(EXERCISE PROMPT) Reproduce the listing below line for line, keeping every word, number, and punctuation mark unchanged.

(WORKING DATA)
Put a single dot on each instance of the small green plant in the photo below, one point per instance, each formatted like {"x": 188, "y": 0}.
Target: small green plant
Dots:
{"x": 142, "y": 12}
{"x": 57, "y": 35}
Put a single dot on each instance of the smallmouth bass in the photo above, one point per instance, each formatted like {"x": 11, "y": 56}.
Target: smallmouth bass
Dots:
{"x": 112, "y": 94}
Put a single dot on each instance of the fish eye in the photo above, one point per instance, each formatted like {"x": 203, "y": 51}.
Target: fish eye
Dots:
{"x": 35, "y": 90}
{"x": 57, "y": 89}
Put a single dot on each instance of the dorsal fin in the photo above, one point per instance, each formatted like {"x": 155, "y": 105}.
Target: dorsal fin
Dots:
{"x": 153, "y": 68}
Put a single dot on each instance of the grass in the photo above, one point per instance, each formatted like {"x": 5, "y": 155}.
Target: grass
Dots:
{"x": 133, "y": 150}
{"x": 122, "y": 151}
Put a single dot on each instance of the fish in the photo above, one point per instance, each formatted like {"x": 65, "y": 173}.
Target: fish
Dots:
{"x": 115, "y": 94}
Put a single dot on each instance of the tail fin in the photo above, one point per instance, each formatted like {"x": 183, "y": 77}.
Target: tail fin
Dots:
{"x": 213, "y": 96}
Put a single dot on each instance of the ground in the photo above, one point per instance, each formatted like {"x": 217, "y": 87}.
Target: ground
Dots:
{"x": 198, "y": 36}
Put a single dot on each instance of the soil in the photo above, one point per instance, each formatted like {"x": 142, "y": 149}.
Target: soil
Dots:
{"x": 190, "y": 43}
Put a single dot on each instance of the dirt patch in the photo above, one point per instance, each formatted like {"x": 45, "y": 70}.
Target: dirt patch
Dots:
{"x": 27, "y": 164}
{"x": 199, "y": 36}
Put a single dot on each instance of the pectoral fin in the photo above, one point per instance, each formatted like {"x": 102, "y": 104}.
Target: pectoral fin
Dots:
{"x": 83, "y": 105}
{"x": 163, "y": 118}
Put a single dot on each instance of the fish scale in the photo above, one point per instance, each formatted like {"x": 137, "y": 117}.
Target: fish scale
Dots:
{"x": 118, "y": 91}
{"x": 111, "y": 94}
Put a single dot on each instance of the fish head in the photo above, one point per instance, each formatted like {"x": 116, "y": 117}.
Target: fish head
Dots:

(THE ANSWER)
Put a single dot on each instance of the small green plant in the photo below, one point per instance, each formatted like {"x": 188, "y": 0}.
Target: small green plant
Dots:
{"x": 142, "y": 12}
{"x": 57, "y": 35}
Put a single dot on each instance of the smallmouth bass in the photo above, one point per instance, each formatted like {"x": 11, "y": 56}.
Target: smallmouth bass
Dots:
{"x": 112, "y": 94}
Put a single dot on each instance of the fish eye in the photo above, one point per instance, each formatted like {"x": 203, "y": 51}.
Target: fish eye
Dots:
{"x": 35, "y": 90}
{"x": 57, "y": 89}
Put a single dot on each instance of the dorsal fin in the photo above, one point per instance, each formatted like {"x": 155, "y": 105}.
Target: dorsal fin
Dots:
{"x": 153, "y": 68}
Put a single dot on each instance of the grass in the photo above, one point per instance, each formatted like {"x": 5, "y": 155}.
Target: grass
Dots:
{"x": 133, "y": 150}
{"x": 122, "y": 151}
Put a single dot on each instance of the fish in the photo above, one point per instance, each formatted like {"x": 65, "y": 173}.
Target: fish
Dots:
{"x": 115, "y": 94}
Put a single dot on each instance of the tail fin in the photo above, one point per instance, each formatted like {"x": 183, "y": 77}.
Target: tail fin
Dots:
{"x": 213, "y": 96}
Put a single dot on each instance of the ground in the photo above, one point per instance, each formatted like {"x": 217, "y": 87}.
Target: ground
Dots:
{"x": 198, "y": 36}
Put a single dot on each instance of the soil in the photo above, one point per instance, each formatted like {"x": 142, "y": 149}.
Target: soil
Dots:
{"x": 190, "y": 43}
Put a single dot on each instance of the dirt patch in the photo above, one point per instance, each formatted like {"x": 45, "y": 70}.
Target: dirt patch
Dots:
{"x": 27, "y": 164}
{"x": 199, "y": 36}
Put a single dot on each instance of the pectoral fin in the photo above, one point per instance, each formatted like {"x": 102, "y": 104}.
Target: pectoral fin
Dots:
{"x": 83, "y": 105}
{"x": 163, "y": 118}
Put a single dot on each instance of the fish scale in the photo above, one point per instance, each formatted like {"x": 137, "y": 117}.
Target: fish scale
Dots:
{"x": 118, "y": 91}
{"x": 111, "y": 94}
Put a single dot on each instance of the fish head in the photo above, one point per instance, each formatted like {"x": 116, "y": 117}.
Target: fish head
Dots:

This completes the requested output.